═════ Records provided

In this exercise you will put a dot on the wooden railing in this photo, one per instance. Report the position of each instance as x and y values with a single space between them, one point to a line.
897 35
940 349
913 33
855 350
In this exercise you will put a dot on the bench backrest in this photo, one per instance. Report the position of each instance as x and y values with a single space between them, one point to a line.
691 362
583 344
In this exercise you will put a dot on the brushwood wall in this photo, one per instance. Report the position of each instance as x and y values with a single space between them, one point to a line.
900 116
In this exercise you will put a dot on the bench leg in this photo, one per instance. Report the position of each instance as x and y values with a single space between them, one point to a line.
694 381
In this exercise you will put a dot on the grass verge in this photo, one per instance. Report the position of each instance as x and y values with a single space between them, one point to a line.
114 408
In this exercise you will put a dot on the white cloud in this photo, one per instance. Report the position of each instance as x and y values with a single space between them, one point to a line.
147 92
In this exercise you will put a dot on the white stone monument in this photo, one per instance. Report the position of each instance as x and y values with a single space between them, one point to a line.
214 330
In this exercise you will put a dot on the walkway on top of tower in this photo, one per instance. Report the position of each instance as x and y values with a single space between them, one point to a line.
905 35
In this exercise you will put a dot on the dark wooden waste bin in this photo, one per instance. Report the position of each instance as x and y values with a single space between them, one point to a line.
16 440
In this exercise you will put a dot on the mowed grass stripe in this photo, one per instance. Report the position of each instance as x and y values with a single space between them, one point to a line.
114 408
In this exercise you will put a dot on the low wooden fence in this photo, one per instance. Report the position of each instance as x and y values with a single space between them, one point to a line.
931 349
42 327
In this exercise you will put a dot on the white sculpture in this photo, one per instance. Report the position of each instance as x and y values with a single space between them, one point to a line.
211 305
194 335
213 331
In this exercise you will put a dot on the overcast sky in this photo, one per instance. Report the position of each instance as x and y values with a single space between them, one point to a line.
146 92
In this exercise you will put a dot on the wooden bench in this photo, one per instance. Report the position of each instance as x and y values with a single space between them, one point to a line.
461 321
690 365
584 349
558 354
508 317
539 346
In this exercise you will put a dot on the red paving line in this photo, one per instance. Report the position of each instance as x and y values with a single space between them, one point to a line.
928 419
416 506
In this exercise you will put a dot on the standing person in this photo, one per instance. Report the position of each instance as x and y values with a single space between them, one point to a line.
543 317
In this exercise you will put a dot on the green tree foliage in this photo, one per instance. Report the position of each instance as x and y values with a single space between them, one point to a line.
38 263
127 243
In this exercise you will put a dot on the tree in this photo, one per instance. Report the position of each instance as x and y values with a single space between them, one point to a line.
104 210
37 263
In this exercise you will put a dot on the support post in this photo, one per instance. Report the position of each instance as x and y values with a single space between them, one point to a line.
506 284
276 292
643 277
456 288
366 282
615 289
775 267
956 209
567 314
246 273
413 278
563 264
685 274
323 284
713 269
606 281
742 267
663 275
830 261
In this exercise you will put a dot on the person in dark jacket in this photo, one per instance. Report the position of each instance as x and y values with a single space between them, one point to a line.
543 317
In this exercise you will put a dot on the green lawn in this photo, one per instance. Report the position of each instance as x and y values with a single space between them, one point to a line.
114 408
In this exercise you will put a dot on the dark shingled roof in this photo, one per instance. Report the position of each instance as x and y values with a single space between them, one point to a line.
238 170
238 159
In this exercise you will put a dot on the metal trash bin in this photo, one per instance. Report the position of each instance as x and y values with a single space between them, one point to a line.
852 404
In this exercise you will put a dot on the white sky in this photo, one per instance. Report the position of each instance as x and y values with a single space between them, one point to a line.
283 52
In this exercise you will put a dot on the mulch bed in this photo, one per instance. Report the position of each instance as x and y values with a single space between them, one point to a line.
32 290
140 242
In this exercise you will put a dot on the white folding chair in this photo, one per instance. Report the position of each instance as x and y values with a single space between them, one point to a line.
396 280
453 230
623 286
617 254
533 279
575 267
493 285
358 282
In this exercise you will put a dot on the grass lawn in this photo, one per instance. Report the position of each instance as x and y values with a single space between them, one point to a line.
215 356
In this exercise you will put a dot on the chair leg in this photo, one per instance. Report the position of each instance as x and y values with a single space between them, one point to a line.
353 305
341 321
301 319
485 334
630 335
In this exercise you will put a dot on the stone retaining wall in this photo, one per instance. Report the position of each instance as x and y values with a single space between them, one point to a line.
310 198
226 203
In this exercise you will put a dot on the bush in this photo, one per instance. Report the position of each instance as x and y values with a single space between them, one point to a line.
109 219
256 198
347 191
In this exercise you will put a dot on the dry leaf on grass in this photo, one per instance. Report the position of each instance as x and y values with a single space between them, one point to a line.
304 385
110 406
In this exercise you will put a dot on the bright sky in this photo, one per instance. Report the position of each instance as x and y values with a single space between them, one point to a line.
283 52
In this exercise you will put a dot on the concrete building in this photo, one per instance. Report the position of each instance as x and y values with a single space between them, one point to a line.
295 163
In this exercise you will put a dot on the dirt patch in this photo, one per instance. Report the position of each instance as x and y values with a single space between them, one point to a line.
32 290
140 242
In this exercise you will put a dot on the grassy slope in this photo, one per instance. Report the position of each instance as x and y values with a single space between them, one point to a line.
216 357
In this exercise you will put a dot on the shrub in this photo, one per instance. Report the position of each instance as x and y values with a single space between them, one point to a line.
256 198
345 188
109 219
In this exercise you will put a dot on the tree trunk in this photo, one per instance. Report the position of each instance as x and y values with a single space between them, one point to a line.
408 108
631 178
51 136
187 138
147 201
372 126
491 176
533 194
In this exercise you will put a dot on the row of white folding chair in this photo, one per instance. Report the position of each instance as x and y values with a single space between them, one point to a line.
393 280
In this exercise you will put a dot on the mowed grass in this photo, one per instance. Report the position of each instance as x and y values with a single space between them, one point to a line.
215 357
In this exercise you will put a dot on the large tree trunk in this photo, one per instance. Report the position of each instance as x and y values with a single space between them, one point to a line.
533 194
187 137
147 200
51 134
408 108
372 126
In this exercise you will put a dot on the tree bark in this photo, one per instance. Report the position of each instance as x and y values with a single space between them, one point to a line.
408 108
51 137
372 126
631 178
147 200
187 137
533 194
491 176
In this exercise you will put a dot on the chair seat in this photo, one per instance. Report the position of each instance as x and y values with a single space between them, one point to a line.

══════════

Brief:
Restate every line of the data word for word.

Output:
In this exercise you will put a dot on the wooden railing in this photo, one per instance. Report the position of each instance as x and y values with a single space between them, one point to a line.
897 35
940 349
913 33
855 350
In this exercise you will put a dot on the bench backrest in this photo, one per instance. Report the position of each instance as x and y values with a single space between them, one point to a line.
691 362
583 344
In this exercise you will put a dot on the brushwood wall in this photo, one per instance. Report the position of each instance as x and y values with a single space between them, one point to a line.
900 116
In this exercise you will put a dot on the bench leg in this photo, one per instance. Report the position of each instance as x and y values with a single space between them, one point to a line.
694 381
In this exercise you will put a dot on the grass verge in this photo, one per instance. Report the position of each instance as x and y values with a single space between them, one point to a line.
114 408
In this exercise you will put a dot on the white cloud in this photo, one per instance. Report the position of each instance as x and y values with a single space between them, one point to a line.
147 92
In this exercise you will put a dot on the white stone monument in this photo, one per instance. Report the position of each instance as x and y values with a single space between them, one point to a line.
214 330
In this exercise you will put a dot on the walkway on top of tower in this photo, one per instance. Report the position of each instance as x and y values with a single space between them, one point to a line.
905 35
In this exercise you will put a dot on the dark wooden waste bin in this photo, one per instance. Report the position of each instance as x and y values with a single space between them, one point to a line.
16 440
In this exercise you will put a dot on the mowed grass stripe in this photo, one per instance. Report the position of each instance as x and y values with a single space between them, one point to a line.
114 408
In this exercise you will put a dot on the low wooden fence in this photo, one per instance. Report the position of each instance as x and y values with a single space between them, one point to a line.
931 349
42 327
In this exercise you will put a dot on the white sculpture in this photo, one per instance. Report the position of each instance as x and y values with a single space between them, one point to a line.
211 305
194 335
213 331
In this exercise you will put a dot on the overcast sky in this photo, one per instance. Report the position of each instance as x and y values with a single space between them, one point to a line.
146 92
In this exercise you will put a dot on the wooden bench in this photo, one per instance. Report the position of each instance as x and y values with a single space between them, one point to a line.
461 321
690 365
584 349
558 354
508 317
539 346
In this exercise you will put a dot on the red paving line in this photo, one per instance. Report the position of each instance as x and y values with a single space between them, one point to a line.
928 419
416 506
In this exercise you will put a dot on the standing person in this photo, one per instance. Report the position of each instance as x and y values with a single space between them, one point to a line.
543 317
In this exercise you will put a dot on the green tree foliage in this photo, one per instance. Report the position of each instance as x and y values with a single space between them, one point to a line.
38 263
127 243
In this exercise you will put a dot on the tree in this photo, one per instance. Report the position of each instance as x and y values with a single space between them, one point to a line.
104 210
37 263
In this exercise you will put a dot on the support post in this photo, one per instance. Report the position of each instance as x and y values with a single space between them, one point to a line.
506 284
276 292
643 277
456 288
366 282
615 289
775 267
956 209
567 314
246 273
413 278
563 264
685 274
323 284
713 269
606 281
742 267
663 275
830 261
In this exercise you will put a dot on the person in dark jacket in this photo, one per instance. Report the position of each instance as x and y values with a single space between them, one point to a line.
543 317
In this exercise you will put a dot on the green lawn in this photo, one per instance. Report the position of each instance as x and y values with a single space between them, one point to a line.
114 408
In this exercise you will put a dot on the dark shingled roof in this photo, one per instance. Report the position of each instance as x and y values with a single space between them, one point to a line.
238 170
238 159
In this exercise you will put a dot on the metal trash bin in this photo, one per instance. Report the position of each instance as x and y values with a single space between them, one point to a line.
852 404
In this exercise you will put a dot on the white sky in this photo, one per instance. Report the position of each instance as x and y values with a single space between them, one point to a line.
283 52
In this exercise you will put a dot on the mulch bed in this photo, one per instance. Report the position of each instance as x and y values with a single space between them, one point to a line.
32 290
140 242
In this exercise you will put a dot on the white folding chair in this photo, one per instance. Report the position of each instance as x and y values with a single space between them, one point to a line.
396 280
453 230
623 286
617 254
533 279
575 267
493 285
358 282
In this exercise you will put a dot on the grass lawn in this photo, one per instance. Report the position of each instance as x and y values with a single space between them, one point to a line.
215 356
In this exercise you will put a dot on the chair leg in this photo, one per instance. Report the position of each instance as x and y values with a single space between them, one point to a line.
353 305
341 321
301 319
485 334
630 335
In this exercise you will put a dot on the stone retaining wall in this photo, one per instance. Report the position of each instance as x and y values with a single space between them, one point to a line.
310 198
226 203
In this exercise you will put a dot on the bush in this photo, one per instance. Report the position of each instance as x and y values with a single space between them, one point to a line.
109 219
256 198
347 191
In this exercise you will put a dot on the dry leaf on grass in this photo, one per instance. Report the position of each instance as x and y values with a single space between them, one point to a line.
304 385
110 406
In this exercise you will put a dot on the bright sky in this photo, one per instance. Report the position of each instance as x and y values with a single space between them, one point to a line.
283 52
In this exercise you will put a dot on the concrete building in this photo, one per instance. Report the position of each instance as x and y values with a single space between them, one point to a line.
295 163
In this exercise you will put a dot on the dirt patch in this photo, one per instance. Report the position of each instance as x and y values with a single space between them, one point to a line.
32 290
140 242
In this exercise you will put a dot on the grassy slope in this photo, one per instance. Report the position of each instance as x and y values with a single space between them, one point to a line.
216 357
In this exercise you will put a dot on the shrub in this photo, one per instance. Report the position of each instance as x and y values with a single space between them, one point to a line.
256 198
345 188
109 219
In this exercise you will put a dot on the tree trunk in this photo, one per instance. Report the position of each instance as x and y values with a single space between them, one point to a line.
408 108
631 178
51 136
187 138
147 201
372 126
491 176
533 194
In this exercise you will put a dot on the row of white folding chair in this photo, one per instance. Report the position of each instance as x and y values with a single space between them, one point to a line.
393 280
In this exercise you will put a dot on the mowed grass in this photo, one per instance. Report the position of each instance as x and y values with a single space between them, one point to a line.
215 357
In this exercise you will put a dot on the large tree trunk in this photo, one per instance. Report the position of each instance as x and y values with a single space between them, one point to a line.
533 194
187 137
147 200
51 134
408 108
372 126
In this exercise you will put a dot on the tree bark in this photo, one per instance. Report the position of each instance as x and y values with a single space between them, one point to a line.
408 108
51 137
372 126
631 178
147 200
187 137
533 194
491 176
In this exercise you will put a dot on the chair seat in this photo, one per instance. Report the position of each instance as x and y values with a single space between them, one point to a line.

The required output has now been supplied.